PROBLEM:
Your output should be one number, which is how many lines in the material contain "algae".

RECORDS TO USE:
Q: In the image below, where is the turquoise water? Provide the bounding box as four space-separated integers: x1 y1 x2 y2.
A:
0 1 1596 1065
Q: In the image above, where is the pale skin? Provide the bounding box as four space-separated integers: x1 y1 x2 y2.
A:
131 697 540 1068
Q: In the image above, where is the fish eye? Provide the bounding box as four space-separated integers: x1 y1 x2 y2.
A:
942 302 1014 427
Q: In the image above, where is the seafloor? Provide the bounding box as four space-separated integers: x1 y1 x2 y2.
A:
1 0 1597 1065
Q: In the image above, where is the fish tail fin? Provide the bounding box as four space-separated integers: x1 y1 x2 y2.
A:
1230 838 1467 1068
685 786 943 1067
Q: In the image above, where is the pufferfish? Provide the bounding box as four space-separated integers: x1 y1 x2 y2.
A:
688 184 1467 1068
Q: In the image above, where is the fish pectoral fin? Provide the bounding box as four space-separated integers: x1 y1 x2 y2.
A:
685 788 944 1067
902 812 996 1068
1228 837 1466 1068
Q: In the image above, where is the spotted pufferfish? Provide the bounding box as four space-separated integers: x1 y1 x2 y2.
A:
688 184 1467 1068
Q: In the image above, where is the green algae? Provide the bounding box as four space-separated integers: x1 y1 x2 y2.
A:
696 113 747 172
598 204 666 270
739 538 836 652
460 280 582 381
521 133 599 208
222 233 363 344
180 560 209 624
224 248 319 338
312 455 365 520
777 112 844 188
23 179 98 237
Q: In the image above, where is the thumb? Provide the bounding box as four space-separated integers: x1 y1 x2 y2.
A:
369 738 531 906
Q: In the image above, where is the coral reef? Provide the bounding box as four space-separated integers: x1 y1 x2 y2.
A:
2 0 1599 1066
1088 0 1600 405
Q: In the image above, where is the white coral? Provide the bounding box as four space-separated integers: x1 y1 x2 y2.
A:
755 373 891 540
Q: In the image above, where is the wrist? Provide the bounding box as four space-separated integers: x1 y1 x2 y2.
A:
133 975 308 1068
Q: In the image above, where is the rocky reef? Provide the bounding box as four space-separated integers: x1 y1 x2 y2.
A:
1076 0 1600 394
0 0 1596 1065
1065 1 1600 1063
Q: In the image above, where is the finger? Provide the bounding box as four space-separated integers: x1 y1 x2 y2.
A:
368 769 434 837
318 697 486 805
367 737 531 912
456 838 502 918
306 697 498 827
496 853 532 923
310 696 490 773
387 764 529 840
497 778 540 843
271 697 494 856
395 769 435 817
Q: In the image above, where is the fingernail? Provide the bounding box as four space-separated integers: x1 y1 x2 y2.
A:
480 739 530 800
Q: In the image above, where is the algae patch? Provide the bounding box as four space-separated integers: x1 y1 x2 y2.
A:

ANSWER BOX:
2